Supplied records:
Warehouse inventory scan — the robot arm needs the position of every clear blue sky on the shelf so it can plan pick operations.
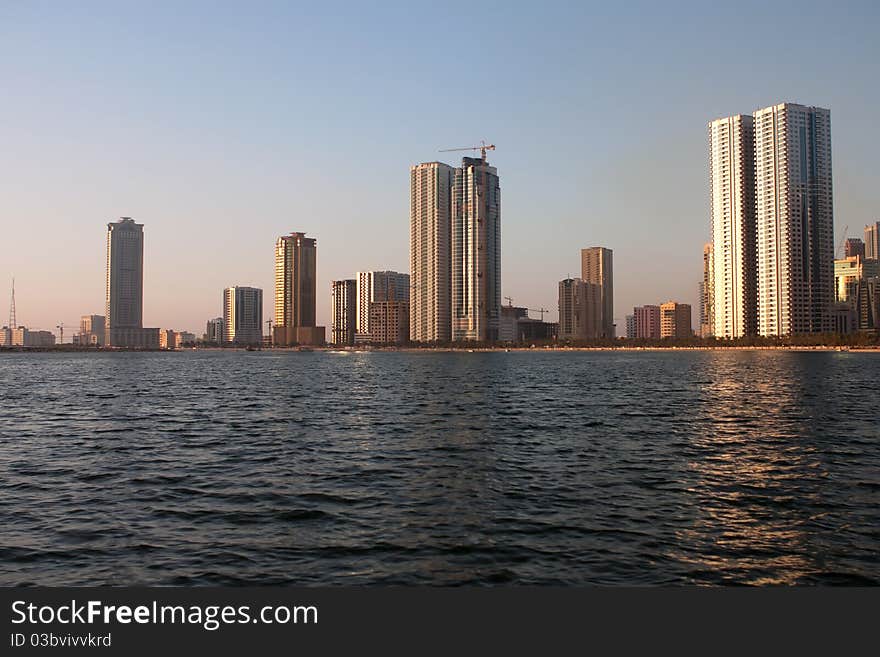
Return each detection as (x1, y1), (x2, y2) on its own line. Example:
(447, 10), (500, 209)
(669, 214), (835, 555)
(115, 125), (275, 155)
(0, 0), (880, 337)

==

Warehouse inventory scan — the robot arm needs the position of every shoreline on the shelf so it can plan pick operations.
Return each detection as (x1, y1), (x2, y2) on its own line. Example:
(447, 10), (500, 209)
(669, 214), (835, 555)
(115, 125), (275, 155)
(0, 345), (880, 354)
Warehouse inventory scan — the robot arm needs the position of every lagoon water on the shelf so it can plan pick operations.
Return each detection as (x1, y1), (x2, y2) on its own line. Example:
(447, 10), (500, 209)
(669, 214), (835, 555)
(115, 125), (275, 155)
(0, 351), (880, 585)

* * *

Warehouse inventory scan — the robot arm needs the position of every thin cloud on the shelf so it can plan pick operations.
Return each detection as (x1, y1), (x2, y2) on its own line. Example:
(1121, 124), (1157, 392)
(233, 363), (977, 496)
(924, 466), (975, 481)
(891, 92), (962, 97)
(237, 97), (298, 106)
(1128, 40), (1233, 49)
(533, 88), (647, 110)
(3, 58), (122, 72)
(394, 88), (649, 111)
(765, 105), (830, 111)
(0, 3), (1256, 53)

What the task asks: Render everything in the records above, from the line containing "of every lagoon" down to the line containing "(0, 351), (880, 585)", as a numbered list, both of those lines included. Skip any blank lines.

Response to the exercise:
1. Warehouse inventory scan — the robot arm needs the position of every lagoon water on the shelf so it can plan pick operations.
2. Return each detection as (x1, y1), (x2, y2) on its own line. Example:
3. (447, 10), (500, 209)
4. (669, 214), (835, 555)
5. (115, 125), (275, 155)
6. (0, 351), (880, 585)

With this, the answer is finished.